Your instructions:
Your answer must be an exact copy of the records below, with no pictures in it.

··· Listed records ···

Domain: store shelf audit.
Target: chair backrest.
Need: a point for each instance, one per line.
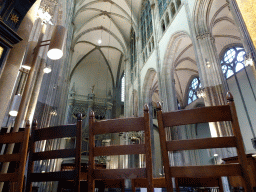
(49, 133)
(203, 115)
(117, 126)
(20, 158)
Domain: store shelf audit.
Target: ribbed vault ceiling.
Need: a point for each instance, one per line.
(108, 21)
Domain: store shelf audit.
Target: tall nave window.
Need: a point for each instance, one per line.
(162, 4)
(233, 61)
(123, 88)
(192, 90)
(146, 23)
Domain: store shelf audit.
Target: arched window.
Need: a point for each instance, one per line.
(163, 26)
(173, 10)
(192, 90)
(146, 23)
(162, 4)
(178, 2)
(232, 61)
(133, 48)
(123, 88)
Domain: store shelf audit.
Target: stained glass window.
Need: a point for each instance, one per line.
(178, 2)
(173, 10)
(123, 88)
(162, 4)
(232, 61)
(133, 48)
(192, 91)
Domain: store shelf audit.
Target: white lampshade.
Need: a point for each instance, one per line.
(29, 55)
(48, 69)
(15, 105)
(57, 43)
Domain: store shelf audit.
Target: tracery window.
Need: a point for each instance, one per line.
(146, 23)
(173, 10)
(162, 4)
(178, 2)
(123, 88)
(192, 90)
(133, 48)
(232, 61)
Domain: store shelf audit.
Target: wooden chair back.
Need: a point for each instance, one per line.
(117, 126)
(49, 133)
(203, 115)
(199, 182)
(21, 157)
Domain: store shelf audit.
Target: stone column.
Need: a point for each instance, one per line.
(15, 59)
(212, 78)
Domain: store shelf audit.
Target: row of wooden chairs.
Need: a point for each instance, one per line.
(140, 177)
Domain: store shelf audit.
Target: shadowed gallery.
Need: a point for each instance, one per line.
(127, 95)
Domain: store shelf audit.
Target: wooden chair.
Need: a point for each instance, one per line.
(199, 182)
(203, 115)
(20, 158)
(117, 126)
(55, 133)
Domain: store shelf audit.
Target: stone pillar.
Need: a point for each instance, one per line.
(212, 78)
(15, 59)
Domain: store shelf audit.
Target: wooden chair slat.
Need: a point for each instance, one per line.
(207, 171)
(119, 150)
(119, 125)
(55, 154)
(142, 183)
(55, 132)
(13, 177)
(16, 137)
(198, 182)
(199, 115)
(206, 143)
(120, 173)
(53, 176)
(10, 157)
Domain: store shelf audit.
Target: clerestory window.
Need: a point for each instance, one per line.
(146, 23)
(233, 61)
(192, 90)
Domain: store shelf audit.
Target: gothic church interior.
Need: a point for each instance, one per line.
(119, 55)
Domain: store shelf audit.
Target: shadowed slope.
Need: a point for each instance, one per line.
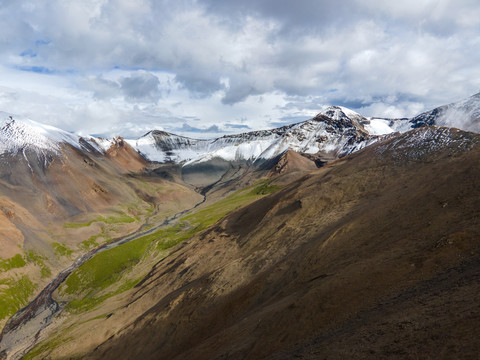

···

Exercise result:
Domain: store shelf audit.
Target: chair backrest.
Need: a point for each instance, one per line.
(49, 133)
(203, 115)
(117, 126)
(20, 158)
Domain: store shelf audit.
Target: ribbed vault ceiling.
Need: a point for each instance, one per line.
(108, 21)
Domain: store shelf audit.
Target: tall nave window.
Need: a point for each instance, one per line.
(162, 4)
(233, 61)
(123, 88)
(192, 90)
(146, 23)
Domain: store shelf audit.
Target: arched window.
Need: a point for each instance, one per line.
(163, 26)
(173, 10)
(192, 90)
(146, 23)
(162, 4)
(178, 2)
(232, 61)
(133, 48)
(123, 88)
Domain: store shelf audit.
Target: stained glass window.
Need: a point for each instance, one per line.
(178, 2)
(173, 10)
(123, 88)
(162, 4)
(232, 61)
(133, 48)
(192, 91)
Domain: store shelf audit.
Target: white lampshade.
Need: a point for each instance, one per line.
(29, 55)
(48, 69)
(15, 105)
(57, 43)
Domain: store shelf audit.
Target: tracery window.
Need: a point for each instance, one per line.
(146, 23)
(173, 10)
(162, 4)
(178, 2)
(123, 88)
(192, 90)
(133, 48)
(232, 61)
Domain: store shelf audit.
Target: wooden chair back.
Need: a point for each instance, one per line.
(117, 126)
(49, 133)
(203, 115)
(199, 182)
(21, 157)
Domain: store shelf audit.
Target: stone column.
Need: a point for each instance, one per line.
(15, 59)
(212, 78)
Domain: store shelf audit.
Target: row of wooden chairs.
Need: a point for each instance, one per line.
(140, 177)
Domain: store shelf audit.
Target: shadowed gallery.
Need: a point for each instance, one per line.
(127, 95)
Domain: store shelf audit.
Target: wooden chair.
Need: a point for each instance, one per line.
(199, 182)
(203, 115)
(20, 158)
(117, 126)
(55, 133)
Domain: store shelf audit.
Target: stone pillar.
Need: a point for each instance, one per line.
(212, 78)
(15, 59)
Domain: store shelf audit.
Target: wooden chair slat.
Need: a point for each instance, one per line.
(207, 171)
(119, 150)
(119, 125)
(55, 154)
(142, 183)
(55, 132)
(13, 177)
(16, 137)
(198, 182)
(199, 115)
(206, 143)
(120, 173)
(53, 176)
(10, 157)
Domain: store shelf audit.
Target: clerestory window.
Need: a point for each instance, one per line.
(146, 23)
(233, 61)
(192, 90)
Domain: store shelf audit.
Target: gothic church interior.
Need: a point for each instance, one per line.
(119, 55)
Domain: store shelf audit.
Target: shadowed slope.
Need: a point for each instance, one per line.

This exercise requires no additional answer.